For each statement, answer yes or no according to the Cougar mouse passage, and quote the words from the passage that decide it. 1. The latest Cougar mouse is offered in two variations. 2. The version sent for testing has a metallic orange top. 3. The 500K is a membrane keyboard.

READING PASSAGE>
══════════

Cougar has been keeping us on our toes with all of the peripherals they have released as of late. We have seen the matched sets of aggressively stylized nice and keyboards with the 600M and 660K, and again in the 700M and the 700K peripherals we have seen, and even got to look at the membrane version of their keyboards with the 500K. Today, we don't see an exact match to the 550M with this design as they were in the past, but this time Cougar lets the colors fly, not only in the LEDs but also in the way this latest mouse is presented.

The latest mouse to hit our labs from Cougar does come in two variations, though. There is a very subdued looking version that comes in black and what they refer to as Iron Grey, and it offers a few sections that are highlighted with bright metallic orange. There is yet another version that we were sent for testing though, and this time, the sides are black and silver, but the top this time is offered in a bright metallic blue, and again offers the same metallic orange trimmings. For those of you who prefer a mouse to disappear on the black mouse pads, Cougar has that solution, but for those who like unusual when it comes to product coloration, or happen to be a Chicago Bears fan, this could be the perfect mouse for you.

══════════

EXTRACTED MATERIAL>
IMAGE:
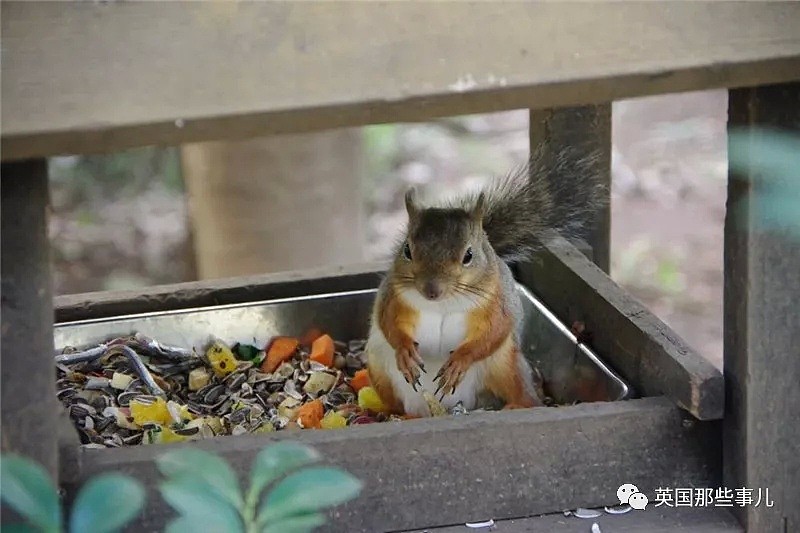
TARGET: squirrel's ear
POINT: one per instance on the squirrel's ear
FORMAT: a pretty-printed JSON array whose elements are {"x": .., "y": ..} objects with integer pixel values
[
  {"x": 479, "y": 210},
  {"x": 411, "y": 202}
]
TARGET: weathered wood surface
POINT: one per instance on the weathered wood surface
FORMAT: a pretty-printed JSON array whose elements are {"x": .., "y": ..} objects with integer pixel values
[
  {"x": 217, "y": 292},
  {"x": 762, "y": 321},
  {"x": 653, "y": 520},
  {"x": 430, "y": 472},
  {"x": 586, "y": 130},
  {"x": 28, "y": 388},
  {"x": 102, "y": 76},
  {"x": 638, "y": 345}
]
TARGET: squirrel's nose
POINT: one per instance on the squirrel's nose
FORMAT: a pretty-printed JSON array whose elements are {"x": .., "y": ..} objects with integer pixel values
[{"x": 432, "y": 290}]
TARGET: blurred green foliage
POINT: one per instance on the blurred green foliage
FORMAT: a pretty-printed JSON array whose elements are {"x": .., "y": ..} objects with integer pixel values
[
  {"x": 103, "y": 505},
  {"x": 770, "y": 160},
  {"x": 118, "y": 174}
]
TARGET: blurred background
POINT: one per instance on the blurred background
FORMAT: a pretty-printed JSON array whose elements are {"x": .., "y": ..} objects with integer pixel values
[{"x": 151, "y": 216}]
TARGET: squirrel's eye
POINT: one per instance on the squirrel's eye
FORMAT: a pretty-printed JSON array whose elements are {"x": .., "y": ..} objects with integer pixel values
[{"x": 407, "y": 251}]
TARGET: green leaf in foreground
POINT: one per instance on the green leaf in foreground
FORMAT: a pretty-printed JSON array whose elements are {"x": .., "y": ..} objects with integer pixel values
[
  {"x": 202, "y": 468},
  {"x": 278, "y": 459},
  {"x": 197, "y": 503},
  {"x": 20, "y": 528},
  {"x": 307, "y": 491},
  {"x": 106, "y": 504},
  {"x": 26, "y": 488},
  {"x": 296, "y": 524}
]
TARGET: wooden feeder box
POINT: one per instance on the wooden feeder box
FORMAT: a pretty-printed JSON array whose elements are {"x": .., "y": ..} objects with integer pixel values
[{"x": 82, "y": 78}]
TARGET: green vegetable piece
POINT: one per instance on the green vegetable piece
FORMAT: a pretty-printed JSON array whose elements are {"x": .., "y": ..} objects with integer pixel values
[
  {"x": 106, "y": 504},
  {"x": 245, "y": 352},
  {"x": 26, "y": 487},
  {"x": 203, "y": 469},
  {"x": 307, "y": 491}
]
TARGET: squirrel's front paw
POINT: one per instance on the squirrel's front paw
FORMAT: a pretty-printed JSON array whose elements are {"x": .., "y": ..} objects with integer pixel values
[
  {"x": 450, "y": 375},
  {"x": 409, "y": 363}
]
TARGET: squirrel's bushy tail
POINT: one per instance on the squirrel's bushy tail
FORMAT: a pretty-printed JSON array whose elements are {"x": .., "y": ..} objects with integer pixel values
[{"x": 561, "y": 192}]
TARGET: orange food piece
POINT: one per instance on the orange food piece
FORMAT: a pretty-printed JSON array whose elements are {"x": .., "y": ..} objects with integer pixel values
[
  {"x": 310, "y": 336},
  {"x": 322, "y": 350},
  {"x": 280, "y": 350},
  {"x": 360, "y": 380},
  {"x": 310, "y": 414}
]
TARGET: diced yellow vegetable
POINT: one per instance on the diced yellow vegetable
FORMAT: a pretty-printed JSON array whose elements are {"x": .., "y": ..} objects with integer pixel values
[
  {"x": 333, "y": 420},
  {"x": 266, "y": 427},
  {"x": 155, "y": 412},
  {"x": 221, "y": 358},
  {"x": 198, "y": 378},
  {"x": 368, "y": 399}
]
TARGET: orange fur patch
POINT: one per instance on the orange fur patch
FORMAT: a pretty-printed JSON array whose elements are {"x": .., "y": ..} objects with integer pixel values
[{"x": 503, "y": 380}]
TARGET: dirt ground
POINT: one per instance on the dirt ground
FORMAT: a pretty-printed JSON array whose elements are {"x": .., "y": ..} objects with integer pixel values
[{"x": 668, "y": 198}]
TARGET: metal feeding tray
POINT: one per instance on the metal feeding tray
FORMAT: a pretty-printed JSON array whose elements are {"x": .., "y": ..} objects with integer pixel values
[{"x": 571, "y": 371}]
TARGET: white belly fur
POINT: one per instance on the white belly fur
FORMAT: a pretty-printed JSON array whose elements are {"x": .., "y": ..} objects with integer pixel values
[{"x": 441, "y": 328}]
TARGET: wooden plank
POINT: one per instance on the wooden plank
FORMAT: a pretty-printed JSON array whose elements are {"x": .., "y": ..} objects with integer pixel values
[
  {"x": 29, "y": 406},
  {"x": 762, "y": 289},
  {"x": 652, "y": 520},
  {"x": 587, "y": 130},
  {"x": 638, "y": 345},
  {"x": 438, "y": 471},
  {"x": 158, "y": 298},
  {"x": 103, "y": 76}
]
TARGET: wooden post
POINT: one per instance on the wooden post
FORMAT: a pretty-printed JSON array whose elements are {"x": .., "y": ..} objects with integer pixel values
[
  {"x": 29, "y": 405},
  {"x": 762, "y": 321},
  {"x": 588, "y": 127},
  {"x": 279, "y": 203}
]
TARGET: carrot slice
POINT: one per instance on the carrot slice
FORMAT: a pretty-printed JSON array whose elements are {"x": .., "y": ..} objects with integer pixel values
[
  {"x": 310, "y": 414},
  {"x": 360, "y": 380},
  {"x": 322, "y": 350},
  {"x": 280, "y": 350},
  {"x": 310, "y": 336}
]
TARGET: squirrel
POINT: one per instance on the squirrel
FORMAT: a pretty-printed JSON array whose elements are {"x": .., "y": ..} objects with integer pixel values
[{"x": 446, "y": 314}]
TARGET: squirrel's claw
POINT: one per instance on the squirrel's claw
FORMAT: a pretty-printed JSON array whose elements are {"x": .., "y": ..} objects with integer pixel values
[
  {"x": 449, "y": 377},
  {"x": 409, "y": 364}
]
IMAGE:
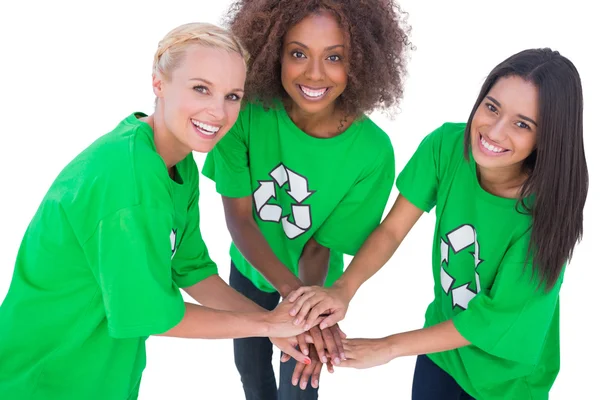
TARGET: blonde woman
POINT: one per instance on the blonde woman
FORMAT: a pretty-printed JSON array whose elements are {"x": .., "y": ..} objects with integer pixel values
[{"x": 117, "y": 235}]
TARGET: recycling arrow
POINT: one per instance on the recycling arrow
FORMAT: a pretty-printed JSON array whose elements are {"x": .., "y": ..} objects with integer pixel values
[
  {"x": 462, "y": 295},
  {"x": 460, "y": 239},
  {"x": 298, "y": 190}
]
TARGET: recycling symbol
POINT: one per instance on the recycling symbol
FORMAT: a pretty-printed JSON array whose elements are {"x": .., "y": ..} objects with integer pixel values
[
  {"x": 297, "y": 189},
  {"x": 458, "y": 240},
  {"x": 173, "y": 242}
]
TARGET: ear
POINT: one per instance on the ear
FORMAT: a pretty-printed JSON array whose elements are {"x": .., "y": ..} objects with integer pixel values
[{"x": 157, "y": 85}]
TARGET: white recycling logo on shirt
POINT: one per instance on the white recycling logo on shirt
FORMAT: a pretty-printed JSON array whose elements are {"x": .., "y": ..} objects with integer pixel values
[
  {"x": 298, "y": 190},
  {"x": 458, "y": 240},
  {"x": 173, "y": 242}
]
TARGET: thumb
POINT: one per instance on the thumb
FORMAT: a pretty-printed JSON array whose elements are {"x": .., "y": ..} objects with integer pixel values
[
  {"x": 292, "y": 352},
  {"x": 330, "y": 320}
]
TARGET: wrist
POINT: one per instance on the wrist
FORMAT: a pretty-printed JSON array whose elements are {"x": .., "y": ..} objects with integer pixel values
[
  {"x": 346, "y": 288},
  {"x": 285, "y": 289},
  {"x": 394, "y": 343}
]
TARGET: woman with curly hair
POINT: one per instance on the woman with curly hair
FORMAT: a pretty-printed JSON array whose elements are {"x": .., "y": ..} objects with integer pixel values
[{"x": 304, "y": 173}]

══════════

RESPONSE TO THIS EXERCISE>
1. Yes: "does come in two variations"
2. No: "the top this time is offered in a bright metallic blue"
3. Yes: "the membrane version of their keyboards with the 500K"